# START OF Source excerpt

61st Annual Report on Research 2016

In this final stage of funding, our main efforts were concentrated on finishing subprojects of the original proposal.  

1)      Activation of sigma bonds on Al(I) center

We have extended our research on the activation of s bonds H-X (X = H, Si, B, Al, C, N, P, O) and C-X (X= O or F) by Al(I) compound NacNacAl (1, NacNac = [ArNC(Me)CHC(Me)NAr]⁻ and Ar = 2,6-Prⁱ₂C₆H₃)[1] to the activation of element-element and carbon-element bonds. Thus, we found that 1 cleaves the S-S bond of diphenyl disulfide at room temperature to form the respective four-coordinate bis(phenyl sulfide) complex NacNacAl(SPh)₂ (2). Oxidative addition of the C-S bond of diethyl sulfide to compound 1 takes place upon heating to 50 °C to furnish the thiolate aluminum complex NacNacAlEt(SEt) (3). The latter reaction is of interest in the context of developing new methods for desulfurization of petroleum products. A reaction of 1 with tetraphenyl diphosphine gives the bis(diphenyl phosphido) complex NacNacAl(PPh₂)₂ (4). Compounds 3 and 4 are the first examples of C(sp³)–S and R₂P–PR₂ bond activation by a main-group element complex. All three new compounds were characterized by multi-nuclear NMR spectroscopy and X-ray crystal structure analysis. Furthermore, we found that complex 4 is fluxional because of restricted rotation of the bulky PPh₂ groups. This dynamic behaviour was studied by a variable-temperature NMR.

Scheme 1. Oxidative addition of the (sp³)C‒ S bond of diethyl sulfide to 1

Figure 1. Molecular structure of 2.

Figure 2. Molecular structure of 3.

Figure 3. Molecular structure of 4.

# END OF Source excerpt

**Complete the following**
1. According to the research report, at what temperature does the C-S bond of diethyl sulfide add oxidatively to compound 1?
2. Retype the research report word for word, beginning at the words "61st Annual Report" and stopping after "the original proposal.".

# START OF Recorded data

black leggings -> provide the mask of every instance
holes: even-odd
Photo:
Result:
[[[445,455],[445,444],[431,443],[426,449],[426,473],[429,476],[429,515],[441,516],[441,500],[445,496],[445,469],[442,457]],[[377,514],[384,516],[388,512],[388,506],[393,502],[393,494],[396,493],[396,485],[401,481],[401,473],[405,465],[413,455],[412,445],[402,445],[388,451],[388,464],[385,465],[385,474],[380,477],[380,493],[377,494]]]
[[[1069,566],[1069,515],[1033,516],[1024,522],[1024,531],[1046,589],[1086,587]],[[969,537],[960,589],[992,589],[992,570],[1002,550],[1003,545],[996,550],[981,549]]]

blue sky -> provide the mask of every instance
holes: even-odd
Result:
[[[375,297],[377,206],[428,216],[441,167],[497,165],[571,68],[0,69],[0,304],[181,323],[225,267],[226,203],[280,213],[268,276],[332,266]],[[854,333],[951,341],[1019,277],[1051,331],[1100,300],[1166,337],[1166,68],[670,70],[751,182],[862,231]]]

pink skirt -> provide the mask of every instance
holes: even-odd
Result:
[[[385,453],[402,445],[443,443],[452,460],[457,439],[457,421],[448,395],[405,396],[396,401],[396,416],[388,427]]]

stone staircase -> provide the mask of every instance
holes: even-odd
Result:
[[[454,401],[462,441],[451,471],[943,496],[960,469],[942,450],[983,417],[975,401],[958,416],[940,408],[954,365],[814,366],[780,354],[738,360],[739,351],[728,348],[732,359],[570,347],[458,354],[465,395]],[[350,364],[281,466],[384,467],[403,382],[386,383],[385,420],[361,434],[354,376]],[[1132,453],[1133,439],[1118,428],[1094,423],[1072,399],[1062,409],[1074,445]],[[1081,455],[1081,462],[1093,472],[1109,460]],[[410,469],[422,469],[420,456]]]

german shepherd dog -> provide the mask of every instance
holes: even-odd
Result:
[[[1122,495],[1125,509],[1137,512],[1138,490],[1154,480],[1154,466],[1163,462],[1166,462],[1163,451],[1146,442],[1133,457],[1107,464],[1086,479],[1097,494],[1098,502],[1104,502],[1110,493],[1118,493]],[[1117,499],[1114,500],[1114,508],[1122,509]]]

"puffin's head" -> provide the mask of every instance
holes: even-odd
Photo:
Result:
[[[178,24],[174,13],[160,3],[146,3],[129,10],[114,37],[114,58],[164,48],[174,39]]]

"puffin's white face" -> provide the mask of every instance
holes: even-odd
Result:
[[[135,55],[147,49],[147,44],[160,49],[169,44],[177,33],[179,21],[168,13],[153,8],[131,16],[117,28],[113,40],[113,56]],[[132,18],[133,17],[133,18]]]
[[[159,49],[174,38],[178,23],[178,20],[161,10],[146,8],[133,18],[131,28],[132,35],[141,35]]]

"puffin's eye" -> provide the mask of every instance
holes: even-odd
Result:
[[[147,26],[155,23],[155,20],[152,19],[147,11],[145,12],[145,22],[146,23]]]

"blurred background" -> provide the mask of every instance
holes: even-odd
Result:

# END OF Recorded data

**Expected answers**
1. Upon heating to 50 °C.

2.
61st Annual Report on Research 2016

In this final stage of funding, our main efforts were concentrated on finishing subprojects of the original proposal.